== Objetivos ==
(a) Segundo o relato da viagem a Maçores, quantas horas de distância separam Queluz de Maçores?
(b) Reescreva o relato da viagem a Maçores de "# Maçores fins" a "as suas gentes." e troque "Queluz" por "Sintra".
(c) Continue o relato da viagem a Maçores a partir do ponto em que o texto termina.

== Excerto do documento ==
# Maçores fins de Setembro início de Outubro



## Mário Barros (25 Out 2009 às 13:34)

De Queluz a Maçores são 7 horas de distância mas até podiam ser 20 porque quem corre por gosto não cansa e eu adoro tal terra e as suas gentes.

No percurso de Lisboa ao Porto muitas nuvens se viam essencialmente entre Fátima e Santarém...Nebulosidade igual só a partir de Aveiro e de igual forma no Porto, terra que por norma não costuma ser muito quente e sim consideravelmente fresca em comparação com Lisboa, o céu estava muito nublado (no Porto) parecia mesmo que ia chover, saído do Porto e já a caminhar em direcção ao Pocinho eis que a partir de Marco de Canaveses o céu começa a ficar pouco nublado e se antes estava fresco agora começava a fazer calor dentro do comboio.

Chegado há Régua eis que começo a ver os primeiros cúmulos a Este, pela muitas viagens que faço e já fiz pela linha do Douro já esperava que a partir daquele ponto (Régua) as nuvens começariam a mudar de aspecto e a passar de simples estractocumulos a cumulonimbos e foi isso mesmo que aconteceu.





Com avançar da viagem, ia-me colocando por baixo do tecto dos cumulonimbos, ia ficando cada vez mais negro e "assustador" com a chegada a Pinhão já estava oficialmente por baixo deles e o céu ameaçava descarregar eu estava já fervoroso para chegar ao meu destino para acompanhar a evolução das nuvens num sítio fixo, já comentava com o meu pai vamos apanhar trovoada 

Chegado ao Pocinho eis que o céu estava bastante negro eram 16h30, faltava fazer 10 km até Maçores, então apanhámos o táxi no caminho até à aldeia eis que começam a cair as primeiras pingas grossíssimas típicas de uma trovoada posto isto comenta o taxista "isto é ouro que cai do céu" e era sem dúvida da janela avistava-se uma paisagem sequíssima que implorava que chovesse.

== Entradas fornecidas ==
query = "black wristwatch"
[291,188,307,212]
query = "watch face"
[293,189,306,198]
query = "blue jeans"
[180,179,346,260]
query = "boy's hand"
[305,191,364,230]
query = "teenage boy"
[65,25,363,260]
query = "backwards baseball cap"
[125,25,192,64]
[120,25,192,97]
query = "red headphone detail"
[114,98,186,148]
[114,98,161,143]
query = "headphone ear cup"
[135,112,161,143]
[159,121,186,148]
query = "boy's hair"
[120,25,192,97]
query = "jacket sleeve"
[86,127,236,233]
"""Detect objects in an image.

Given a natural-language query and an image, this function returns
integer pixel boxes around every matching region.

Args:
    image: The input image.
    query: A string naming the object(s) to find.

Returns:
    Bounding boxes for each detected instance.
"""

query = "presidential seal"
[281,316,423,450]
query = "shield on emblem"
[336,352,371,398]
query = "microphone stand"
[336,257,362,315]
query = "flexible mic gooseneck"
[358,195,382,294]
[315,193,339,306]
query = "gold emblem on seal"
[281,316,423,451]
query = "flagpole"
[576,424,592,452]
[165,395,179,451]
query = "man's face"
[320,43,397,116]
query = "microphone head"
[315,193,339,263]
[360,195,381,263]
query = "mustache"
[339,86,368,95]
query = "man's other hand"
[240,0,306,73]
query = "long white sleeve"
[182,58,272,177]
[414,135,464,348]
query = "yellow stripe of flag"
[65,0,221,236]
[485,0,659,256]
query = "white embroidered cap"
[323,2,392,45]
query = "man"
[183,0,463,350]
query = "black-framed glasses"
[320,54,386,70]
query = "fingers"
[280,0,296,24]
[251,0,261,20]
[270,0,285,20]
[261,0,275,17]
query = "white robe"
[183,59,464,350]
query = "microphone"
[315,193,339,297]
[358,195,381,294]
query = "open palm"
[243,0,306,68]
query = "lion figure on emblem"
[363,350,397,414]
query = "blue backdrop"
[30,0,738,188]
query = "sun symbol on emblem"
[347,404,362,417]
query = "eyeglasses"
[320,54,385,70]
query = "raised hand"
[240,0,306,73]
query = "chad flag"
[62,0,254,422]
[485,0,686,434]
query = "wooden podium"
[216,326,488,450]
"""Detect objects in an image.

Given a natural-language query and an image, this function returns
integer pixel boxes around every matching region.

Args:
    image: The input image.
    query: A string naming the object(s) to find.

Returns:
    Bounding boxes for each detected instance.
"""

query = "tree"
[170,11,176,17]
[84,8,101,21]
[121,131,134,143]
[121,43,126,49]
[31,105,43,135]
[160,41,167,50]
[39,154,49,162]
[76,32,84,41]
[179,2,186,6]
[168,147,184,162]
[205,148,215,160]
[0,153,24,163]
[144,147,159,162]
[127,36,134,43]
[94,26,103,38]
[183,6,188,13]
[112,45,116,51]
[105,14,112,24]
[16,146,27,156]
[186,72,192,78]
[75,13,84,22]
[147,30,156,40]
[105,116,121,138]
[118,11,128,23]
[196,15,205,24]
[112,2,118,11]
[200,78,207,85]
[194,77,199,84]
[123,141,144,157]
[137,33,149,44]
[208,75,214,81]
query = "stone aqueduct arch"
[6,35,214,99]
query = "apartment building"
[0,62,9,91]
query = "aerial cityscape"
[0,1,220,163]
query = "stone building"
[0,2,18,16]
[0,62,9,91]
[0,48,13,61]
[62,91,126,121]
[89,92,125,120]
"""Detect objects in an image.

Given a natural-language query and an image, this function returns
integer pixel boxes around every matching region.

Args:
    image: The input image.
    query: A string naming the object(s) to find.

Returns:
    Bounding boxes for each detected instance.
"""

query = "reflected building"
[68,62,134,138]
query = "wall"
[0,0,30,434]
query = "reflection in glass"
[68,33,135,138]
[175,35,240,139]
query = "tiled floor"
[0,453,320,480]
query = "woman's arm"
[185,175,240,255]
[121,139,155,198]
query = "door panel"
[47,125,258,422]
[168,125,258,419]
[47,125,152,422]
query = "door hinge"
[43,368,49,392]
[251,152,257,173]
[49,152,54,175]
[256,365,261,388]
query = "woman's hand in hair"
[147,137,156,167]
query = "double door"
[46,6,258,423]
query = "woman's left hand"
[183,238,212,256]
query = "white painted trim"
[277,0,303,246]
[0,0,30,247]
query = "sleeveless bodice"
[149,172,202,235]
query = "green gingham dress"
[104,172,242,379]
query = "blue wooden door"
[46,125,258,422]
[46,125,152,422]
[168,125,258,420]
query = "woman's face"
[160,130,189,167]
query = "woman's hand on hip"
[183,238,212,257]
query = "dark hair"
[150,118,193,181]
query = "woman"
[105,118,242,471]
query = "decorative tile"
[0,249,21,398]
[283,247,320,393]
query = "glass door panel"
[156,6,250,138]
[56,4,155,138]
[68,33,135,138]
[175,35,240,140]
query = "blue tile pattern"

== Respostas dadas ==
(a) São 7 horas de distância.

(b)
# Maçores fins de Setembro início de Outubro



## Mário Barros (25 Out 2009 às 13:34)

De Sintra a Maçores são 7 horas de distância mas até podiam ser 20 porque quem corre por gosto não cansa e eu adoro tal terra e as suas gentes.

(c)
Com chegada a Maçores a chuva intensificasse, e eu mal assento a mochila retiro a máquina fotográfica e corro para a varanda para mais tarde recordar o momento...e eis que a paisagem era esta.









O cheiro da terra molhada já era intenso, não fazia vento nem trovoada até ao momento a chuva caía intensa e certinha.

Passado cerca de 2 horas eis que o céu começa a limpar e começam a evidenciar-se os cumulonimbos, e assim sendo eis que com a paragem da chuva oiço o primeiro trovão longínquo, então pensei para mim "vinha mais chuva a caminho".

Assim foi, passado cerca de 1 hora recomeça a pingar (19h05) a trovoada estava a caminhar pelo Rio Douro abaixo (percurso normal), assim sendo apanhei trovoada apenas ao longe não chegou a estar em "cima" de mim, mas ainda deu para alegrar o espírito e a visão com uma paisagem como esta.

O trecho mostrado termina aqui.